Entries provided ▸
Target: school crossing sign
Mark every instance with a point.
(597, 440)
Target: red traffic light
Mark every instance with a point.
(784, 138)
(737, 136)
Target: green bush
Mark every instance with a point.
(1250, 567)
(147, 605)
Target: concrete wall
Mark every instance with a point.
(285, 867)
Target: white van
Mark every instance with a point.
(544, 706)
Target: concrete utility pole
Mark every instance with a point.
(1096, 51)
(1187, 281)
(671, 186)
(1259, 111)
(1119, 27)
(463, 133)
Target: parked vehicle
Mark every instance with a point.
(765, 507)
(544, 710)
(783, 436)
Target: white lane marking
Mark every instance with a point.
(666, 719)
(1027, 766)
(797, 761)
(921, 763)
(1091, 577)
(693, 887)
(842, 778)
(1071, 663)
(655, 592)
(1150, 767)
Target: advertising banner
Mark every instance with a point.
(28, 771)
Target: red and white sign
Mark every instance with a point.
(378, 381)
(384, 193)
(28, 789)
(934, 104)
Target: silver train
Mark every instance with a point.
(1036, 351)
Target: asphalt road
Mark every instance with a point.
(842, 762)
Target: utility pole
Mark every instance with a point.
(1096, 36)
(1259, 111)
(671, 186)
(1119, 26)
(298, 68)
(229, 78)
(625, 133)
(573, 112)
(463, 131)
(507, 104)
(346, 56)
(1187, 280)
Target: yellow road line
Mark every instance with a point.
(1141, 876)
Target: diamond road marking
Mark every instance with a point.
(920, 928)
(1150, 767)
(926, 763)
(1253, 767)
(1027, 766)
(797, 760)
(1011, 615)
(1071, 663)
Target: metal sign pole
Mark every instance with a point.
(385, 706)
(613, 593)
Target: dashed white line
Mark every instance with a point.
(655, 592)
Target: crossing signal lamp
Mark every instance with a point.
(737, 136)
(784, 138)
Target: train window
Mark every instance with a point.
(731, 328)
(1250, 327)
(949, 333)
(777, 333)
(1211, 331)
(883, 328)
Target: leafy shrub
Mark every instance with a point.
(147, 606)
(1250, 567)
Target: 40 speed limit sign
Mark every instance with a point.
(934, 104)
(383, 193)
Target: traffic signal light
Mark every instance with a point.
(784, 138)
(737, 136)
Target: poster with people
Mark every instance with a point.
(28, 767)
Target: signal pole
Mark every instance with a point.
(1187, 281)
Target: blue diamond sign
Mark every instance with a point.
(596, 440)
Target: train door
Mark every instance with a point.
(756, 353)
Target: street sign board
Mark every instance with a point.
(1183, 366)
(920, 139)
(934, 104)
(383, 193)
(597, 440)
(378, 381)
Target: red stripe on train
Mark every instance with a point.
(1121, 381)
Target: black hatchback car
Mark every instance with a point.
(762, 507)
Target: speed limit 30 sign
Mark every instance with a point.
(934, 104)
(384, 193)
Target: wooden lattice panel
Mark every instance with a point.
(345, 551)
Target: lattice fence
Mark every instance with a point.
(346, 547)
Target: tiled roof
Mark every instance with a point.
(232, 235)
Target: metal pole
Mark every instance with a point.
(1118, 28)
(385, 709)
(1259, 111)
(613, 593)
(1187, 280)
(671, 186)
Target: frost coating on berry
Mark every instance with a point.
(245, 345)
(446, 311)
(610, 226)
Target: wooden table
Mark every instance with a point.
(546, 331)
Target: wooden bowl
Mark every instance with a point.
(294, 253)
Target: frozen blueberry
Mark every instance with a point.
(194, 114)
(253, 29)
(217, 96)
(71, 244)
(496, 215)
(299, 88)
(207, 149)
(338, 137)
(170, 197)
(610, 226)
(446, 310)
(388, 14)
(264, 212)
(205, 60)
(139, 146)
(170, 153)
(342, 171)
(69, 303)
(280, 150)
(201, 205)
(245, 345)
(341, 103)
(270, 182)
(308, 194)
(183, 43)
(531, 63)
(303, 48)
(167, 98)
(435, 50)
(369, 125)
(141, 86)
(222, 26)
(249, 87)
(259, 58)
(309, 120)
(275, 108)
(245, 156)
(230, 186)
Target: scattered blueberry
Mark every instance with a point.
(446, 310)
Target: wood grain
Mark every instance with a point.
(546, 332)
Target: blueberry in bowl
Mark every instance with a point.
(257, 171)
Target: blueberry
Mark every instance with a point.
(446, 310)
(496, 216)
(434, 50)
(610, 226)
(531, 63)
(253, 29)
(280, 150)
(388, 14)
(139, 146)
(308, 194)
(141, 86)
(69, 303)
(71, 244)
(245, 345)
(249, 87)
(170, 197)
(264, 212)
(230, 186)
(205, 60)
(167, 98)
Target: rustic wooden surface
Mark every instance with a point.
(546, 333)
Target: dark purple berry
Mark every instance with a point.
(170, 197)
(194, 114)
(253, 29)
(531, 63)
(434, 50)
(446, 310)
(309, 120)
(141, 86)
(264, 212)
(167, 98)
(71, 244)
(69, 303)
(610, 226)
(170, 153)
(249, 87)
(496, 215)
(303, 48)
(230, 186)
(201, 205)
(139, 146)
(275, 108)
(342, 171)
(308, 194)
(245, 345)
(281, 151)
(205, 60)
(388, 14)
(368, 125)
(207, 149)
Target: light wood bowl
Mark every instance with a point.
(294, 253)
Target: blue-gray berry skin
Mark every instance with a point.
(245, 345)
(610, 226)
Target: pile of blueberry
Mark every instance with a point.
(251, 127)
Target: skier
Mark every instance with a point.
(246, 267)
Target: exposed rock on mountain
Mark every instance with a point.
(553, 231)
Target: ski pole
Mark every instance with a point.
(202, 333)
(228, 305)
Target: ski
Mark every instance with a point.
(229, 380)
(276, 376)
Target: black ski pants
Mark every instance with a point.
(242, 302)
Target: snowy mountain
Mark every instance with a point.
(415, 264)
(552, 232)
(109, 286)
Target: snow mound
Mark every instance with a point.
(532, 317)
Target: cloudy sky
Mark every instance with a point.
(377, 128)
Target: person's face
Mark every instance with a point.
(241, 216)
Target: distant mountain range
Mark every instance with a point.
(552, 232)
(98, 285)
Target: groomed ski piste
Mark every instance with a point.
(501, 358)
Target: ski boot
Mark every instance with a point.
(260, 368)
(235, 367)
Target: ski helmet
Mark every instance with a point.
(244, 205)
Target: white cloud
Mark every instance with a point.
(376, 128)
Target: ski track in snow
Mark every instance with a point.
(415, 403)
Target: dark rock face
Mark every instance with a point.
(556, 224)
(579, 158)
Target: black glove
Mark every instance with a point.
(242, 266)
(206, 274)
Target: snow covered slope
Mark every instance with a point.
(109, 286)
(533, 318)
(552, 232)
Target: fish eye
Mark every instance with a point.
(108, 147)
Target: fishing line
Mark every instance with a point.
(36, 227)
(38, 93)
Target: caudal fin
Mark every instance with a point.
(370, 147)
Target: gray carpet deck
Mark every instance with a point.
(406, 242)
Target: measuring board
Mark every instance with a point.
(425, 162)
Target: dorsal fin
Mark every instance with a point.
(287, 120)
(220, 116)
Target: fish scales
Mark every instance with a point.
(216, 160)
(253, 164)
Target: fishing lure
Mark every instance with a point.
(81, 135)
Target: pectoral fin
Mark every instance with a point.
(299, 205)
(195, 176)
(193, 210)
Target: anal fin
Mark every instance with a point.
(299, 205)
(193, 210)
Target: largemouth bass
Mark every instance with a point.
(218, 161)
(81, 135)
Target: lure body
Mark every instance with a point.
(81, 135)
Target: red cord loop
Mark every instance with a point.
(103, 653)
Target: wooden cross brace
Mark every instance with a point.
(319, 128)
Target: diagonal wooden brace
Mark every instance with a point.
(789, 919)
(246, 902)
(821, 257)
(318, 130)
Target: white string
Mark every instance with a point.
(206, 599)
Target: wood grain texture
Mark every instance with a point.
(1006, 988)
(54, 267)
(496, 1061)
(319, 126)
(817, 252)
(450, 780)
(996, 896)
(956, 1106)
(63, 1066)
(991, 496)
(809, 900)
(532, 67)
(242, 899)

What you need to do ▸ Please reproduce only the entries starting at the line containing "Target: fishing line" and ending at the last of the entries, switching "wooden" to "timber" and leaving everything else unchanged.

Solution for this exercise ▸
Target: fishing line
Mark every instance with a point.
(36, 227)
(38, 93)
Target: caudal fin
Mark every instance with a point.
(370, 147)
Target: gray carpet deck
Mark every instance with a point.
(406, 242)
Target: measuring board
Mark every instance with a point.
(425, 162)
Target: dorsal fin
Mark every instance with a point.
(287, 120)
(220, 116)
Target: fish scales
Mark every instance with a point.
(216, 160)
(253, 164)
Target: fishing lure
Mark every instance with a point.
(81, 135)
Target: pectoral fin
Mark every instance with a point.
(299, 205)
(195, 176)
(193, 210)
Target: anal fin
Mark every instance with a point.
(299, 205)
(193, 210)
Target: largemouth bass
Mark every instance with a point.
(218, 161)
(81, 135)
Target: lure body
Mark every instance with a point.
(81, 135)
Target: red cord loop
Mark every instance with a point.
(103, 653)
Target: timber cross brace
Mark every instance with a point.
(319, 128)
Target: diagonal timber brace
Mark every instance with a point.
(789, 919)
(246, 902)
(821, 257)
(318, 130)
Target: white string
Mark every instance with a point.
(206, 599)
Target: wood grain texture
Mark every instance with a point.
(1006, 988)
(54, 267)
(496, 1061)
(319, 126)
(817, 252)
(450, 780)
(996, 896)
(956, 1106)
(63, 1066)
(991, 496)
(809, 900)
(532, 67)
(242, 899)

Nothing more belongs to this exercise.